[EM] Probability of ties in approval voting vs FPTP?
Kristofer Munsterhjelm
km-elmet at munsterhjelm.no
Sat Mar 8 10:28:25 PST 2025
On 2025-03-05 06:45, Rob Lanphier wrote:
> Hi folks,
>
> One of the debates that has broken out on the Center for Election
> Science's Discord server is a debate about the likelihood of ties in
> approval voting elections vs the likelihood of ties in FPTP elections.
>
> I've been playing around with ChatGPT, and learned a lot while going
> back and forth with it. In short, it would seem approval reduces the
> risk of ties when there are more candidates, with a significant caveat
> (which I note below). Since approval has fewer problems with vote
> splitting, it's likely to have more candidates. Thus the folks that
> believe that ties are less likely in approval have a point that I'll
> have to concede.
>
> However, some of the models get skewed in a two-candidate election
> because naive models consider votes for "", "A", "B", and "AB" to be
> different, even though "" and "AB" are effectively identical votes
> (effectively abstentions). After I twisted ChatGPT's arm, it conceded
> that two-candidate elections are identical under approval and FPTP, and
> provided me a proof. I haven't stepped through the proof yet, but I'm
> inclined to believe it. There was a lot of truthiness to it, at first
> glance.
That's pretty straightforward, isn't it? Suppose there are two
candidates, A and B. The possible Approval ballots are:
1. (nobody)
2. A
3. B
4. A, B
If we suppose that voters want to have some effect on the count by
voting, there's no reason to cast ballot number one or four. So one can
either vote for A or for B, which is the same as in FPTP.
As for ties, it's hard to tell. Let's say we have two major candidates
and a bunch of smaller ones. Then if the smaller ones can't win under
Approval, the tie rate would be the same: in FPTP, the voters vote for
their preferred frontrunner to keep the other side from winning; and in
Approval they vote for their preferred frontrunner plus everybody they
prefer to that frontrunner.

● Given entries:
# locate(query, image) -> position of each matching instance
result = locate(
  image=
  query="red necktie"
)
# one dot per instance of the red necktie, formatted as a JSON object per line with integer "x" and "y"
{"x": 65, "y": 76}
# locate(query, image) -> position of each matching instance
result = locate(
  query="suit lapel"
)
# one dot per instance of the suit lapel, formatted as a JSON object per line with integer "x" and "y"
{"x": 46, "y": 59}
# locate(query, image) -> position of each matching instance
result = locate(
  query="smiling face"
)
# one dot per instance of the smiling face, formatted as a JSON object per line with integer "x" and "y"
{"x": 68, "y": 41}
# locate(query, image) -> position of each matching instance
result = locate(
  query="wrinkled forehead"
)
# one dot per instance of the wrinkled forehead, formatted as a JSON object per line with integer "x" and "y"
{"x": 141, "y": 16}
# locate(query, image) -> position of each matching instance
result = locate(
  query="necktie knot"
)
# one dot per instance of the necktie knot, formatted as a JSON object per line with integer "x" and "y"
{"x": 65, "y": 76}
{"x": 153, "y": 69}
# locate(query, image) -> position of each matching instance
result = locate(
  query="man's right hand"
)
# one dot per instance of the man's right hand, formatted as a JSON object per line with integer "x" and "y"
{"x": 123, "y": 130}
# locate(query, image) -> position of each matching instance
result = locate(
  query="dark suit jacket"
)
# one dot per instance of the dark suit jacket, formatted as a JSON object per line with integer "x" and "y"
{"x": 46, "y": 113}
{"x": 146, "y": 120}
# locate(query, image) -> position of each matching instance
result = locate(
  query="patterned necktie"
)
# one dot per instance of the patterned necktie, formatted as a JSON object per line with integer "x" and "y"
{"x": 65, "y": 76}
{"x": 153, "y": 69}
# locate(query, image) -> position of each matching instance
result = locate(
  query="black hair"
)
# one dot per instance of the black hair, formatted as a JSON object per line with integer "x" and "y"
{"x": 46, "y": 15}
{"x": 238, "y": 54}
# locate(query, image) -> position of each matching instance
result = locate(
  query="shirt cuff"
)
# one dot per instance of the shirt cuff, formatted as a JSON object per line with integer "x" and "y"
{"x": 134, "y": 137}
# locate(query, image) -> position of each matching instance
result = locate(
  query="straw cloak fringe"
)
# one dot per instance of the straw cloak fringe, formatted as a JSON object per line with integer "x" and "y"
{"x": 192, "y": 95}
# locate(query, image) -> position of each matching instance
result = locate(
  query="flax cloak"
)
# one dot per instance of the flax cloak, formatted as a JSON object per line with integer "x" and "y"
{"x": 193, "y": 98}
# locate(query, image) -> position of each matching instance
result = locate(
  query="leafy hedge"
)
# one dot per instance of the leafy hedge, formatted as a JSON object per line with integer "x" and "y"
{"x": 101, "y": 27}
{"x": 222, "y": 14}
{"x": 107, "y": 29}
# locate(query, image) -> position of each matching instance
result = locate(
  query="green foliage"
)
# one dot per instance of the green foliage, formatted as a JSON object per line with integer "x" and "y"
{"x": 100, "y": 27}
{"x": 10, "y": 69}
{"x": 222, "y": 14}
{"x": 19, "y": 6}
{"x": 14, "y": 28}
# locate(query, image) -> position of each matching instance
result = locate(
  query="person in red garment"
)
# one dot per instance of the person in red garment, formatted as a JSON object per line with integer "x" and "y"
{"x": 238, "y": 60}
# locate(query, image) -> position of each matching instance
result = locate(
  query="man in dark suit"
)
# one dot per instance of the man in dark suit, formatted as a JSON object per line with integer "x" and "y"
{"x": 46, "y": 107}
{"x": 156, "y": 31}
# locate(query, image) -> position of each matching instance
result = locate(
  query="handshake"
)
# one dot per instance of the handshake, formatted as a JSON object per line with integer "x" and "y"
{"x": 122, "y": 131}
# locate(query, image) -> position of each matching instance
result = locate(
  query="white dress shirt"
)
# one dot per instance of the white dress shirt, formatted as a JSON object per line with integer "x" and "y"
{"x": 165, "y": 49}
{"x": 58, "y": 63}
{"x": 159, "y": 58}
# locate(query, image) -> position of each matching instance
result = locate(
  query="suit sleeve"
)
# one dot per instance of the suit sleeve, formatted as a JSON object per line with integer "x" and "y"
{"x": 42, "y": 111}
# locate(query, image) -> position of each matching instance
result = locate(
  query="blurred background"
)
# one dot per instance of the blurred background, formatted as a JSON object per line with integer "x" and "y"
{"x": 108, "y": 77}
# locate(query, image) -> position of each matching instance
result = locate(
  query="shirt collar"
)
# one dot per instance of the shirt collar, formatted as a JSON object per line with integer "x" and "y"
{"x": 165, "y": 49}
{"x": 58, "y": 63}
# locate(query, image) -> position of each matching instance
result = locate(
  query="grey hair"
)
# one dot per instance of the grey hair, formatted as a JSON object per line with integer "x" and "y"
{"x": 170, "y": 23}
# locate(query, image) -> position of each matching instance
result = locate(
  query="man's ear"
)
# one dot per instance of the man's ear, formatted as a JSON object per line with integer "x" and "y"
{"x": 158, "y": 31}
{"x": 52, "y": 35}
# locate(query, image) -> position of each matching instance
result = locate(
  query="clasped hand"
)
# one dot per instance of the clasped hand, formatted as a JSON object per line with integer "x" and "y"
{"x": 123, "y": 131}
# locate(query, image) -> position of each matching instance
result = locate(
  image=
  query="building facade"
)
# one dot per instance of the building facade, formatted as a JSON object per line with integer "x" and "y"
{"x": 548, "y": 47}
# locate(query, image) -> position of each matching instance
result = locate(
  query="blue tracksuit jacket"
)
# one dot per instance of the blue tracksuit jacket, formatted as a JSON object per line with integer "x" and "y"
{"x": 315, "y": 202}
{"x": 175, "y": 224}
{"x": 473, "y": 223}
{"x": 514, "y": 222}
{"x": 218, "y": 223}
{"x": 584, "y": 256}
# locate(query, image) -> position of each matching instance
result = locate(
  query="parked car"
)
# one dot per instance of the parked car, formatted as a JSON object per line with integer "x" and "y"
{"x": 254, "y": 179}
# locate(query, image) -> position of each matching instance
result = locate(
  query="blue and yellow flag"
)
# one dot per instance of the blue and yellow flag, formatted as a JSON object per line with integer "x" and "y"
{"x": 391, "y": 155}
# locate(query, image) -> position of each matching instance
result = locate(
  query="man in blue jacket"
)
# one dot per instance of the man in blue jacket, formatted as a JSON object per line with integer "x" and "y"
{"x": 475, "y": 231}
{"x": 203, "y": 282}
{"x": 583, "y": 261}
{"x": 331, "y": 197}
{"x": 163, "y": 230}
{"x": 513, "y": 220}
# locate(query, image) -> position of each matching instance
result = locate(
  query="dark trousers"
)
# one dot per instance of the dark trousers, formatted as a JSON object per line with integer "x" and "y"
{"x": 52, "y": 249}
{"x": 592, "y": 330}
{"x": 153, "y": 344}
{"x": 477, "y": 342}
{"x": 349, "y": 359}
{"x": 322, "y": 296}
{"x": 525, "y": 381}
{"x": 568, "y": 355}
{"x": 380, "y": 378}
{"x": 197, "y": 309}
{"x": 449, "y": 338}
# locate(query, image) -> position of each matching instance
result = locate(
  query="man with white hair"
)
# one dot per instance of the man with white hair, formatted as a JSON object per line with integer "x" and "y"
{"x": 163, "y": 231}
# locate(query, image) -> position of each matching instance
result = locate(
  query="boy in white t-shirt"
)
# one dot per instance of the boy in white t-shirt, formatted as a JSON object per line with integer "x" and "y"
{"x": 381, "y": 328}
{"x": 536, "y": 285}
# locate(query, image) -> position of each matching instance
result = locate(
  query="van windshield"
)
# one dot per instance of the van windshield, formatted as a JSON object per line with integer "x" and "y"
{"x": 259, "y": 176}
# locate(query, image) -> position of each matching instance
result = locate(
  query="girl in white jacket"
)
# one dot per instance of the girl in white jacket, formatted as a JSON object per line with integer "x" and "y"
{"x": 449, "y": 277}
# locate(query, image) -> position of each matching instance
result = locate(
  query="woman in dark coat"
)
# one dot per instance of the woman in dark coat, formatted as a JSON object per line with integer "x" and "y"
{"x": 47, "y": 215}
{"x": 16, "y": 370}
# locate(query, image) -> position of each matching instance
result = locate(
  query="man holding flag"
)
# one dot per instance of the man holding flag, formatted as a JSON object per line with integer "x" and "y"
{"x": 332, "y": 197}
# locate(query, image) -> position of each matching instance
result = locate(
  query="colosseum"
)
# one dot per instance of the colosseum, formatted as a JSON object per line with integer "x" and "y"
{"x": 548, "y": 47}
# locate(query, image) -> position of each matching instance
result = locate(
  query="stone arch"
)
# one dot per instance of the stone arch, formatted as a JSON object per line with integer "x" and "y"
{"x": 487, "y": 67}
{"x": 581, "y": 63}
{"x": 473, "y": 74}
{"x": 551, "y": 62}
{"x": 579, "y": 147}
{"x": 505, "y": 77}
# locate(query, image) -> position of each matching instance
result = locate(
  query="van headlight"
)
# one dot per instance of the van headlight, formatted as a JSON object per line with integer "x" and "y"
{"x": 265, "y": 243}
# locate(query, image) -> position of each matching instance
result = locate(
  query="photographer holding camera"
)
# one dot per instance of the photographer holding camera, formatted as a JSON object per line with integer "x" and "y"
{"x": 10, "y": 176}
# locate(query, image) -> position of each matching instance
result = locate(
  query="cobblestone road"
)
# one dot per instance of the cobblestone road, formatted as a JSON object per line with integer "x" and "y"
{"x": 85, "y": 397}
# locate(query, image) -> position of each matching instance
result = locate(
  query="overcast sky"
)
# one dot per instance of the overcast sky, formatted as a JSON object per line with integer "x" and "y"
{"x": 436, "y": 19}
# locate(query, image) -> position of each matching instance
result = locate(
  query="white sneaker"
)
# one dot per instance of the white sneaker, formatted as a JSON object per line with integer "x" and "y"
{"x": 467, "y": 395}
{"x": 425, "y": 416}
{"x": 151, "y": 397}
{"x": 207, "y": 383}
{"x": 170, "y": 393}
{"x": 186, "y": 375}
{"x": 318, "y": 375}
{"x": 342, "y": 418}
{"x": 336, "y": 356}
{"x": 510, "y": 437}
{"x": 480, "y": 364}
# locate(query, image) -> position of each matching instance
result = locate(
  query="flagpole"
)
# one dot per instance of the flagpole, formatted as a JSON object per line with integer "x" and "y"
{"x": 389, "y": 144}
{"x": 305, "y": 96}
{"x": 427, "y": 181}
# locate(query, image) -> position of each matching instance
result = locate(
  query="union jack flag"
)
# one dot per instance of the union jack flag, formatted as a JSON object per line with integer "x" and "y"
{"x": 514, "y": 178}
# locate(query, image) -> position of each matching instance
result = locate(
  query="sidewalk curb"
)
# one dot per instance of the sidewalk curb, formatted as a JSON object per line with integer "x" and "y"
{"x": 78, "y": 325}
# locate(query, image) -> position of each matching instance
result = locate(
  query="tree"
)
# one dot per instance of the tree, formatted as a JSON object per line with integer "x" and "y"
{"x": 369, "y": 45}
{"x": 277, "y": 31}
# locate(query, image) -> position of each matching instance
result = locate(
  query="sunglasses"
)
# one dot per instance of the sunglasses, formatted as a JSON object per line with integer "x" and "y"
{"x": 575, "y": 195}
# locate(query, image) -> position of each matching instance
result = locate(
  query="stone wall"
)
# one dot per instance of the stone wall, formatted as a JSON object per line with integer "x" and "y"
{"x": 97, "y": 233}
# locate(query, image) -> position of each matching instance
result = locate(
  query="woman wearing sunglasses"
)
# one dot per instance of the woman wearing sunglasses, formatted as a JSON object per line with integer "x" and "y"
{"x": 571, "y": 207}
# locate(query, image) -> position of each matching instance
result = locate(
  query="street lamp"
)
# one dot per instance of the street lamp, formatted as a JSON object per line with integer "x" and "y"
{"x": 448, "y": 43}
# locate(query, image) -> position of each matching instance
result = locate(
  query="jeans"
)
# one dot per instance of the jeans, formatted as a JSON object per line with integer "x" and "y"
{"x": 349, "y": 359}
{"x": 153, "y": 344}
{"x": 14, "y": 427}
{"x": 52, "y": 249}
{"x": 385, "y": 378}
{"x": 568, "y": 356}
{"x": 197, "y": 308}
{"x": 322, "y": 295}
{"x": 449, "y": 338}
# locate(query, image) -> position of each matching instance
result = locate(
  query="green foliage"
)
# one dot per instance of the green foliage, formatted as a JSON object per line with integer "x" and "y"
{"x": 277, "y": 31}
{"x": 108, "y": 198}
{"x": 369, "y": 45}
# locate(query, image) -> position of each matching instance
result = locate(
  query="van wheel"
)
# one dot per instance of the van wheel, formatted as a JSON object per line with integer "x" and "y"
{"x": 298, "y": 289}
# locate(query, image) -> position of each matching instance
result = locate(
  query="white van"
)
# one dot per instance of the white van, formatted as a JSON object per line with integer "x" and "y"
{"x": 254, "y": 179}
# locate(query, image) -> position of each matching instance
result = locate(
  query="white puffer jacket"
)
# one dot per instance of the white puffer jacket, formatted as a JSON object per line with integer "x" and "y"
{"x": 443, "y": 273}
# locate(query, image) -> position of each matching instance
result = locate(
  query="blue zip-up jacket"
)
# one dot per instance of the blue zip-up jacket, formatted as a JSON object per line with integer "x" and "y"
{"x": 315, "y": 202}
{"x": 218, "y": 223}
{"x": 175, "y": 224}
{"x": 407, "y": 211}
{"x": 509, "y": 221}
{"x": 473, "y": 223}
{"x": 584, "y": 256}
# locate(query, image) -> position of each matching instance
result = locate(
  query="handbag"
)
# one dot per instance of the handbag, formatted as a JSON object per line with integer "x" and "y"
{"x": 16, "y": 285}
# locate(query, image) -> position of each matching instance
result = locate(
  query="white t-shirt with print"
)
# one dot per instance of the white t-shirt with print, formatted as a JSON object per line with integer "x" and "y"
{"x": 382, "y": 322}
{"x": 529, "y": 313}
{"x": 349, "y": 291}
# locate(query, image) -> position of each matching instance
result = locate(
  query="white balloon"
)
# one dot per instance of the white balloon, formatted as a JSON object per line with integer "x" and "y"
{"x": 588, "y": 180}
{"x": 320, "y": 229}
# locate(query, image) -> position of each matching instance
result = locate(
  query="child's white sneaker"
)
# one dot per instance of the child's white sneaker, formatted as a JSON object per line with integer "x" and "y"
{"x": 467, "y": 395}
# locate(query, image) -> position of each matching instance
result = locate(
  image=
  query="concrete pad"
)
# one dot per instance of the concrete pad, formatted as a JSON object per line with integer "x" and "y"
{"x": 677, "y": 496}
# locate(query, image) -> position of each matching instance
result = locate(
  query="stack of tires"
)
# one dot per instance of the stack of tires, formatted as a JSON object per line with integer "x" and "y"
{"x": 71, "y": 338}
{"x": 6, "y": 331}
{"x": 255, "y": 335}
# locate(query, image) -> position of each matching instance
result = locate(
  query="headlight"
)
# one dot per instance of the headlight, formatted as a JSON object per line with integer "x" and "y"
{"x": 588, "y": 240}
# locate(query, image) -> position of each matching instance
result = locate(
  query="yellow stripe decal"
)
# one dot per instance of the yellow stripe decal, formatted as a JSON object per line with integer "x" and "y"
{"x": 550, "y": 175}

● Task goal:
Continue the mailing-list reply about ties under approval voting and FPTP, starting after its last sentence.

● Result of the task:
If there are more than two viable candidates, then FPTP will get
chaotic. More candidates could tie at the top in Approval than in FPTP,
depending on how strategic the voters are.
On the FPTP side, you could argue that, with strategic voters, some
butterfly flapping its wings would cause two of the candidates to be
seen as "viable", then the self-fulfilling prophecy would reduce to the
two-party scenario above. (But it doesn't have to; e.g. Perot in 1992.)
On the other hand, for Approval, if there's repeated polling and a
Condorcet winner, the strategic equilibrium *could* make that CW the
undisputed Approval winner, which would reduce the tie rate. Whether
that happens depends on whether Approval indeed does home in on the CW.
If it doesn't, then the fact that there are numerous viable candidates
would imply that there are more pairs of candidates who are in the range
to produce a tie, and then having more candidates would *increase* the
tie rate.
There are also longer term effects. You might get multiparty rule -
this, I think, depends on how serious the Burr dilemma would be in
practice - with the candidates clustering closer around the center. If
it's harder to tell the center candidates apart, that would also
increase the chance of a tie.
But then some of the candidates might decide to stand out from the crowd
by making a particular issue "their thing". That would draw the voters
into more clearly separated clusters which could, in turn, reduce tie rates.